Location annotation dataset excerpts:
= = = =
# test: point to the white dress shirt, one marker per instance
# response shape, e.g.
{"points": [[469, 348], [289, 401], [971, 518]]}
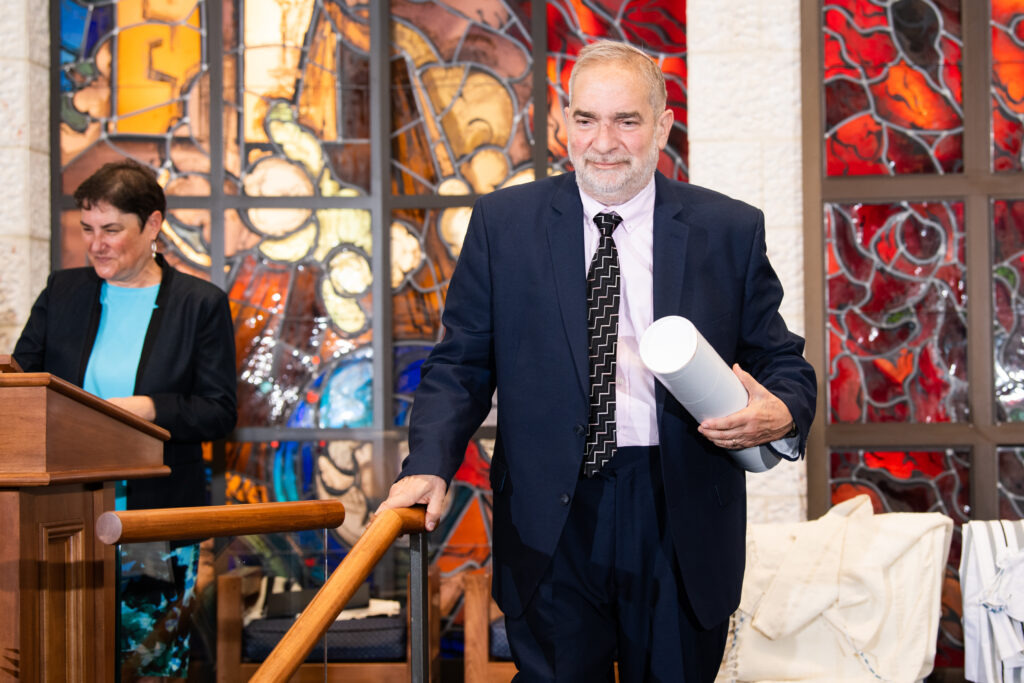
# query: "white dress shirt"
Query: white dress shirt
{"points": [[636, 408]]}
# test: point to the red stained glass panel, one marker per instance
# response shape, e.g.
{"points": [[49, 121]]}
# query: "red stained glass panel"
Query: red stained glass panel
{"points": [[896, 301], [1008, 305], [915, 481], [1011, 481], [893, 87], [1008, 85]]}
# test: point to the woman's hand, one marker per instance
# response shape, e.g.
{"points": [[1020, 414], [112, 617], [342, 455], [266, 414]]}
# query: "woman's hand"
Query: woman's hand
{"points": [[140, 406]]}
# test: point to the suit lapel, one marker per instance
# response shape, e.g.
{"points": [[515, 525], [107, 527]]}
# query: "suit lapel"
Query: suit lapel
{"points": [[564, 228]]}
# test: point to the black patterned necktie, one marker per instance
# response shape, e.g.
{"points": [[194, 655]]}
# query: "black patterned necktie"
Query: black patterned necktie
{"points": [[602, 329]]}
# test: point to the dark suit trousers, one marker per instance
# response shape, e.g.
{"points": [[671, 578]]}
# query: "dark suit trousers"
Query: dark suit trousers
{"points": [[612, 590]]}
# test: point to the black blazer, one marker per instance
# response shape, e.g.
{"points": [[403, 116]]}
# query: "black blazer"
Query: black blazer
{"points": [[186, 367], [515, 318]]}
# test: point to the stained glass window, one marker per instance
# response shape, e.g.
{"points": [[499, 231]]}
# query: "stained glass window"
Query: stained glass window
{"points": [[1008, 285], [915, 481], [158, 113], [893, 87], [1008, 85], [283, 213], [657, 26], [896, 312]]}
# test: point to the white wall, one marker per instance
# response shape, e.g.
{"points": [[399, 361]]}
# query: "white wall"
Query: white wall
{"points": [[25, 179], [744, 135]]}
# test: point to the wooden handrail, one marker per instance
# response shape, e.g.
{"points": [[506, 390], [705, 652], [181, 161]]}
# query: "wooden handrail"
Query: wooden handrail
{"points": [[296, 644], [203, 522]]}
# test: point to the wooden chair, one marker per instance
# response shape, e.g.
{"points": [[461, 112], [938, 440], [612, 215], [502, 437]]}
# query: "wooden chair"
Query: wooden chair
{"points": [[478, 612], [233, 588]]}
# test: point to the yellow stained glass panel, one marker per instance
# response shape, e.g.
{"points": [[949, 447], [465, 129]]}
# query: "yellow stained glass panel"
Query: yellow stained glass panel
{"points": [[156, 61]]}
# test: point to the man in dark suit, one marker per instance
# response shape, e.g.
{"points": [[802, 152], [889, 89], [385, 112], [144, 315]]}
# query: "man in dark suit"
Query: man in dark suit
{"points": [[619, 520]]}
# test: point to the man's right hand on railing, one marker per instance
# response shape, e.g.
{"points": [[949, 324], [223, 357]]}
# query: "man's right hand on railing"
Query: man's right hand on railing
{"points": [[426, 489]]}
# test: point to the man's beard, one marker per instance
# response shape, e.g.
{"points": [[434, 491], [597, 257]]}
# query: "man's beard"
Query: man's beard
{"points": [[612, 187]]}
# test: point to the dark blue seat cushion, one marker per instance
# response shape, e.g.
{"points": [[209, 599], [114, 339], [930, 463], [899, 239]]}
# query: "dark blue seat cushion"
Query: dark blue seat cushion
{"points": [[500, 640], [370, 639]]}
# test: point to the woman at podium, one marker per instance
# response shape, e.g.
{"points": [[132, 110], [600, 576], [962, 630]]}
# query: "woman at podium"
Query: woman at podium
{"points": [[161, 344]]}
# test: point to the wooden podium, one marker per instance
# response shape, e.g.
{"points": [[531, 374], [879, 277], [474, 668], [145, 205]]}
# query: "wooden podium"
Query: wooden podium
= = = =
- **Instructions to follow**: Repeat precisely the lines of the data starting at the one containing "# test: point to the dark blue", last line included.

- **Answer to this problem**:
# test: point to the dark blue seat cushion, one marker per instance
# response shape, e.g.
{"points": [[209, 599], [114, 339], [930, 463], [899, 239]]}
# query: "dark blue seat cushion"
Query: dark blue seat cushion
{"points": [[500, 640], [370, 639]]}
# test: point to the woman at podium, one marker per instance
# response shape, e.g.
{"points": [[132, 110], [600, 576], [962, 630]]}
# query: "woman at podium"
Query: woman at podium
{"points": [[161, 344]]}
# test: point to the wooden podium, one marker per instance
# response shape, e.g.
{"points": [[531, 374], [879, 277], [474, 668], [145, 205]]}
# query: "wooden podium"
Query: wooden podium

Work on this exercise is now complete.